● Instructions to follow: Nothing other than the lines from the one containing "[point] at the rocky summit" through the last line of the data below should be output, each reproduced exactly.

___ Records for this exercise

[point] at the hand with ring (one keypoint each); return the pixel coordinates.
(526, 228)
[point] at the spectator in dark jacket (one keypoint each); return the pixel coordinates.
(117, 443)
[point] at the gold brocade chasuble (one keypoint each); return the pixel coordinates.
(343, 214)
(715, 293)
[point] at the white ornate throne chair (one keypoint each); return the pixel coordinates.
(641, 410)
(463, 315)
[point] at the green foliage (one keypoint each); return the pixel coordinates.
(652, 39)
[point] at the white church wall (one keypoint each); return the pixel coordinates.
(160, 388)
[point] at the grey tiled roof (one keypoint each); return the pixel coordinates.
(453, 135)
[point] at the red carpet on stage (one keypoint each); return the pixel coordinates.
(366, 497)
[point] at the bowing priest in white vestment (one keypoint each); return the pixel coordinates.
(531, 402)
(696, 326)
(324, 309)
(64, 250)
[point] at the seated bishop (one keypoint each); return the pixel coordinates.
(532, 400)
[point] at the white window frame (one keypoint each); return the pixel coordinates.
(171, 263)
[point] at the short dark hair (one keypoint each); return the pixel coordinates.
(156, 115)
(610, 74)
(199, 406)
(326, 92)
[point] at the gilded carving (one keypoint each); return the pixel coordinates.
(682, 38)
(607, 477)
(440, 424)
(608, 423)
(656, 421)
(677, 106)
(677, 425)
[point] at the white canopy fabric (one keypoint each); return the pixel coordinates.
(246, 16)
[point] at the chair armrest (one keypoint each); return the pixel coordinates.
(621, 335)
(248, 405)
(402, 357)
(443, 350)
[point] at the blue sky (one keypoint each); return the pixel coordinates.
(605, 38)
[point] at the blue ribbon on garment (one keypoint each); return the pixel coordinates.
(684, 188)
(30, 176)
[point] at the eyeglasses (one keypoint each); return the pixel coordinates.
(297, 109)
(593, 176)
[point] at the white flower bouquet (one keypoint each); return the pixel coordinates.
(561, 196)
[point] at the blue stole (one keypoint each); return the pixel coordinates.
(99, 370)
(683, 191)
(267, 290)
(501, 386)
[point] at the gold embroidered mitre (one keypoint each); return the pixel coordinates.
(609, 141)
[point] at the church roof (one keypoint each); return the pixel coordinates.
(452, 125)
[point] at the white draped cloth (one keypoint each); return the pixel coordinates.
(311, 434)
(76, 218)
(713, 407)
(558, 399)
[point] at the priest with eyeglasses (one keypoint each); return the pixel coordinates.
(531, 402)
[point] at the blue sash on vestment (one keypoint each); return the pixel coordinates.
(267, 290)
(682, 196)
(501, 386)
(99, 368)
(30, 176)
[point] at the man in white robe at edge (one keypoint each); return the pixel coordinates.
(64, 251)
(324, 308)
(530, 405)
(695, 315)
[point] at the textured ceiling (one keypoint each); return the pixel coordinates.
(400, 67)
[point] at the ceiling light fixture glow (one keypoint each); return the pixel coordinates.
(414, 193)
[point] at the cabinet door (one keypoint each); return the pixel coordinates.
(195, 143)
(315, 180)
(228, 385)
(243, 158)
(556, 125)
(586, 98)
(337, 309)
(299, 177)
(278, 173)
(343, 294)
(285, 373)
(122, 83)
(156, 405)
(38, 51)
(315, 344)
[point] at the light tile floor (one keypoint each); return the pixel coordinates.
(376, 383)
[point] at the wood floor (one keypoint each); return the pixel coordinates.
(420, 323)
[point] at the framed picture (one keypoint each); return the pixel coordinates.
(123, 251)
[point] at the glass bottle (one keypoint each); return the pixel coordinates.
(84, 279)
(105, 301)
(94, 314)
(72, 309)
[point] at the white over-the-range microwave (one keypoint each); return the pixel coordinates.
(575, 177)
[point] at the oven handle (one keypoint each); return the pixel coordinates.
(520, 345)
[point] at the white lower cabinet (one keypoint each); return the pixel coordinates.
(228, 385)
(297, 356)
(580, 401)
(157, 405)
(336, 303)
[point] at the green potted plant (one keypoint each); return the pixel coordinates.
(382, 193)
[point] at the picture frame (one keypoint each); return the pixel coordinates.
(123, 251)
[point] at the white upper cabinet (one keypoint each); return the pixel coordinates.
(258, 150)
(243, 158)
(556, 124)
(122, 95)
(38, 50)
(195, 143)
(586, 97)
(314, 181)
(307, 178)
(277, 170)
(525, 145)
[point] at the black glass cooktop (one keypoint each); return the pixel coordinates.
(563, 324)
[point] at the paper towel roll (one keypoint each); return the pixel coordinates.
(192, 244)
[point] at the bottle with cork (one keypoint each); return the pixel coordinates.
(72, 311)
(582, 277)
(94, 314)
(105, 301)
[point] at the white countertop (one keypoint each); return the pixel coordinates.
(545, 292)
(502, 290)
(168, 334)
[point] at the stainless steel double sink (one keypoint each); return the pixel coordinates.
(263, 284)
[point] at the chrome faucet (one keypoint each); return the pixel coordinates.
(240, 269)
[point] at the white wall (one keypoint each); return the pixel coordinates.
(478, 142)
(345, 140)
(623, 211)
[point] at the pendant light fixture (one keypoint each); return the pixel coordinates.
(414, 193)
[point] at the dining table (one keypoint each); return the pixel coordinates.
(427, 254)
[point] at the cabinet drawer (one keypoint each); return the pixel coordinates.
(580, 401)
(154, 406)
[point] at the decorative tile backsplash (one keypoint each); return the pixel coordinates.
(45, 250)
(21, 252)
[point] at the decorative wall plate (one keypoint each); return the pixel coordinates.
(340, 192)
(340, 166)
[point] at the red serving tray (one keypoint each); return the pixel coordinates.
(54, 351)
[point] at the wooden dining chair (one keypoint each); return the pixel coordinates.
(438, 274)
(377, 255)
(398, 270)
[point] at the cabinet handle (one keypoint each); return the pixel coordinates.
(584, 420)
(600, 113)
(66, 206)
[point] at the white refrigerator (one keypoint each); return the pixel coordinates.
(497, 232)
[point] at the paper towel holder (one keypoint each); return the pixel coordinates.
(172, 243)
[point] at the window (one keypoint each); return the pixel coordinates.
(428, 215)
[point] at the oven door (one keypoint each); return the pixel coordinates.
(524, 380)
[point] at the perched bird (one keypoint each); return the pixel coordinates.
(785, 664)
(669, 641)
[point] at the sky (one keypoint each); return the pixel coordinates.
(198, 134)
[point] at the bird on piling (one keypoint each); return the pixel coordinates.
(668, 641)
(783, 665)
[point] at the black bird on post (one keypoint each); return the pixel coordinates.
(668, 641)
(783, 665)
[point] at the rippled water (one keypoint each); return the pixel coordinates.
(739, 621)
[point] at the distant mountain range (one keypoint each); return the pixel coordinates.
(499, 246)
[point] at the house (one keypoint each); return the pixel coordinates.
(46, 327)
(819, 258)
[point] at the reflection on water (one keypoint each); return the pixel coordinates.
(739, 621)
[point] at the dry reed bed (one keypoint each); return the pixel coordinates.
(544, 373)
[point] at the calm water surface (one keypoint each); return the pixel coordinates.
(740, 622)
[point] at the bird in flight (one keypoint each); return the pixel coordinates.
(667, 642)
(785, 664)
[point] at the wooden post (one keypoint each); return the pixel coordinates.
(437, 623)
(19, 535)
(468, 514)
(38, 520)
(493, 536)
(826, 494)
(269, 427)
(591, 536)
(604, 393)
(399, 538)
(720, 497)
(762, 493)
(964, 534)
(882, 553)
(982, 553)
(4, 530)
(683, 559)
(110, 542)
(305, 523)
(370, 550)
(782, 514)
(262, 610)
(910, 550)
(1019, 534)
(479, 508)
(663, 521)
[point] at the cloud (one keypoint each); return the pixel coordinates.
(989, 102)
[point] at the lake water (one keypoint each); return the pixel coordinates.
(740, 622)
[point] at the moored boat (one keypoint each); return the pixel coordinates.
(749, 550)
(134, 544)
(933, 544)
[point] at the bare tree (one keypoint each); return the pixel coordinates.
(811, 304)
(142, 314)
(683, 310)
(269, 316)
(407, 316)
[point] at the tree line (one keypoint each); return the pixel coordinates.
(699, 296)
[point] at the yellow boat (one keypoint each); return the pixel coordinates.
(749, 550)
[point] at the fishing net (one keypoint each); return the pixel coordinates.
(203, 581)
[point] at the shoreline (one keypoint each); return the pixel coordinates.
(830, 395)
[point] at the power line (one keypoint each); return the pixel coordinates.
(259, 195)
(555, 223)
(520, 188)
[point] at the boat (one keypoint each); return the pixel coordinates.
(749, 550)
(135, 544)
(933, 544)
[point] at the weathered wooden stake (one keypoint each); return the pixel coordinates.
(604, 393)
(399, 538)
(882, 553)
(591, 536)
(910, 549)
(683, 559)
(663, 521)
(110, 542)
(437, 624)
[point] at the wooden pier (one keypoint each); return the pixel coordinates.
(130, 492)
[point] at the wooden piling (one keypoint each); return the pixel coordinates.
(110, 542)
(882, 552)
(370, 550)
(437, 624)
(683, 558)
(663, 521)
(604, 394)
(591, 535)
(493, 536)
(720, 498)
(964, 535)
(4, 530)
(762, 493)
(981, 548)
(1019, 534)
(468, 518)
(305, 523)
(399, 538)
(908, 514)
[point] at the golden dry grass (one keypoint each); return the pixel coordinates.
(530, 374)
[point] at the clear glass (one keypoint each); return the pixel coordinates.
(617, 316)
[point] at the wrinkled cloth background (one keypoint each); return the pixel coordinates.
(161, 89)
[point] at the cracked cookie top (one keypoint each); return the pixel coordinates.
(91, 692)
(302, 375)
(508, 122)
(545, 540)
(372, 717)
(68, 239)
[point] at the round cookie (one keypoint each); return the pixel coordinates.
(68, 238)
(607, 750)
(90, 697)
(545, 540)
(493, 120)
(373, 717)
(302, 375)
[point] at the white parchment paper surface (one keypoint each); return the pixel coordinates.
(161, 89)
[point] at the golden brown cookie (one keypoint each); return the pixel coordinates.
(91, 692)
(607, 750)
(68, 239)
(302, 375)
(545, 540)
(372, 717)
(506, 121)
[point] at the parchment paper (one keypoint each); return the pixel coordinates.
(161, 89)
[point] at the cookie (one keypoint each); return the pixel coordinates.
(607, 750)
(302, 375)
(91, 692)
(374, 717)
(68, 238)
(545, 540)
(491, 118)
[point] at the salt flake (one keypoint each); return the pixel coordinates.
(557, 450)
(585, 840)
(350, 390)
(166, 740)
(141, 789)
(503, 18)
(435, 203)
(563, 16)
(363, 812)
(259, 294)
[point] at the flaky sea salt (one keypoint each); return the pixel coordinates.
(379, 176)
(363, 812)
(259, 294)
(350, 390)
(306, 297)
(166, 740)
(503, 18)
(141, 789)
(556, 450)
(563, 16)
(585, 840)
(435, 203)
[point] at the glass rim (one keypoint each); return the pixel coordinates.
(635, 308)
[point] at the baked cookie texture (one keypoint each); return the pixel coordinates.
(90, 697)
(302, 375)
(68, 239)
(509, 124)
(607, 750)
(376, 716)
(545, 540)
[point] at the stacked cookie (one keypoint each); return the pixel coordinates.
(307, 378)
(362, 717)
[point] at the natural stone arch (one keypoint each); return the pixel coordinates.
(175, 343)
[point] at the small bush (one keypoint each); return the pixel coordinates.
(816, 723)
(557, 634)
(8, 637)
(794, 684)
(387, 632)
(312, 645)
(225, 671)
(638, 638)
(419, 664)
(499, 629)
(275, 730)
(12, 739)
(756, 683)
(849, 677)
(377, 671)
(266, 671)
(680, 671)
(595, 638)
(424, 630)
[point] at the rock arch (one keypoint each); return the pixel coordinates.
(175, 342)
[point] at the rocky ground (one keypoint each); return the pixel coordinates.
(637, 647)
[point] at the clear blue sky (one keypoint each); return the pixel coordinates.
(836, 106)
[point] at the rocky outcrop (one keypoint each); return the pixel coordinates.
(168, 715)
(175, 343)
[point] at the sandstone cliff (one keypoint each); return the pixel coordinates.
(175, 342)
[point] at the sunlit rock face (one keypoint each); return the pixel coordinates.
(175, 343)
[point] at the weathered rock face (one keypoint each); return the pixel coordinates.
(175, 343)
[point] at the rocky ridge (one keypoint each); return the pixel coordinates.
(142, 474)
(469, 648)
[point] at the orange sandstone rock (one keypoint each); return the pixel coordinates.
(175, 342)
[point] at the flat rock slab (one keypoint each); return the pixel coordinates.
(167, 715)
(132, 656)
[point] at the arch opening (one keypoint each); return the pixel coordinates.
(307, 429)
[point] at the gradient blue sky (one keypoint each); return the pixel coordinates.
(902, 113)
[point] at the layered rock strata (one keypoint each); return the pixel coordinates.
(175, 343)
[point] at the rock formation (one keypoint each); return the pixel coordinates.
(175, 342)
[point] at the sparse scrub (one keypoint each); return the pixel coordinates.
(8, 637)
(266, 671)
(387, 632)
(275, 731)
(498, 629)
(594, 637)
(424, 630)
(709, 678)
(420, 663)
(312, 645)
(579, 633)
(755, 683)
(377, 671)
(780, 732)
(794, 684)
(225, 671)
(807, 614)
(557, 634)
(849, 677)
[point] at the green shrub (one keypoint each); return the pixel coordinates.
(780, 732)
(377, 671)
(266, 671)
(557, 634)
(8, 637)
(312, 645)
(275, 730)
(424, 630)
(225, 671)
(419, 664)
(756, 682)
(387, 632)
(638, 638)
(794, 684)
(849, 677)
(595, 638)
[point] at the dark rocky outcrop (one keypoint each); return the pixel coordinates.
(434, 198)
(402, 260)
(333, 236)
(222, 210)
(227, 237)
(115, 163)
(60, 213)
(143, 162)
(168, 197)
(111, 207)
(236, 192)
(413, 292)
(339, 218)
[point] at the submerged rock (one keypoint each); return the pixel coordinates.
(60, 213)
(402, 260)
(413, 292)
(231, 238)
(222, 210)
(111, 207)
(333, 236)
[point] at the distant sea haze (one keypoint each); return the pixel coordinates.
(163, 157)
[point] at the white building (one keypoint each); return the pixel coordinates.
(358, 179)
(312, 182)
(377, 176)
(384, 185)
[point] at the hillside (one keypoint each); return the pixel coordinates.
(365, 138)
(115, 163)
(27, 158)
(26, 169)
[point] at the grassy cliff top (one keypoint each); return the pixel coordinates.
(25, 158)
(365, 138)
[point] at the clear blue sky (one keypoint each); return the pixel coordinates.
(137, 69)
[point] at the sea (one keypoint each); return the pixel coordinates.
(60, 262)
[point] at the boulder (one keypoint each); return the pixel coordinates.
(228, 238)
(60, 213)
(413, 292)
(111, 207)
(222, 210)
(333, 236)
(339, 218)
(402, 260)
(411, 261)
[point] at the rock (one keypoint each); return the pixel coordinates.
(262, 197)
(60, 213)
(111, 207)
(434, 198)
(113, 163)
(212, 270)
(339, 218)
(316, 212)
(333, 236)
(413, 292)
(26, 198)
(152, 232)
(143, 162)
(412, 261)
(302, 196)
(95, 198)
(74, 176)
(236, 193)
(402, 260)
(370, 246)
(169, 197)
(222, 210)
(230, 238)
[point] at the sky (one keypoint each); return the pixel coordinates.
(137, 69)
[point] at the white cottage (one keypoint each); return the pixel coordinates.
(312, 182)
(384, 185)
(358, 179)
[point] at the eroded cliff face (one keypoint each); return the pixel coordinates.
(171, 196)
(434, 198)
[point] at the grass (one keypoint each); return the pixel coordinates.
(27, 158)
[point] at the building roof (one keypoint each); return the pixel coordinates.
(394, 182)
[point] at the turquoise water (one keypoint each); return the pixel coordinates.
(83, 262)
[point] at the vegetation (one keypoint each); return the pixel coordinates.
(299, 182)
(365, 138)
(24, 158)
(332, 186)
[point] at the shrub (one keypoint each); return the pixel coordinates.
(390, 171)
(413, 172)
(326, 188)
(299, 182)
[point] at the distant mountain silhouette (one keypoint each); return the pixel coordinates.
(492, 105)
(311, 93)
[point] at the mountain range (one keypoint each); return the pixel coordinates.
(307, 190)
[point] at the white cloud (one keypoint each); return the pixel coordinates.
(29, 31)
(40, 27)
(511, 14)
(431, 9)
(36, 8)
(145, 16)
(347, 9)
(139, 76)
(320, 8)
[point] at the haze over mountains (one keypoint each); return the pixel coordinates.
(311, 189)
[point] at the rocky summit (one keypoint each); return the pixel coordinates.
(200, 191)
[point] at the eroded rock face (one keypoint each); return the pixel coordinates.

______

● Expected answer:
[point] at the rocky summit (one keypoint each); return the pixel coordinates.
(200, 191)
[point] at the eroded rock face (one keypoint each); return the pixel coordinates.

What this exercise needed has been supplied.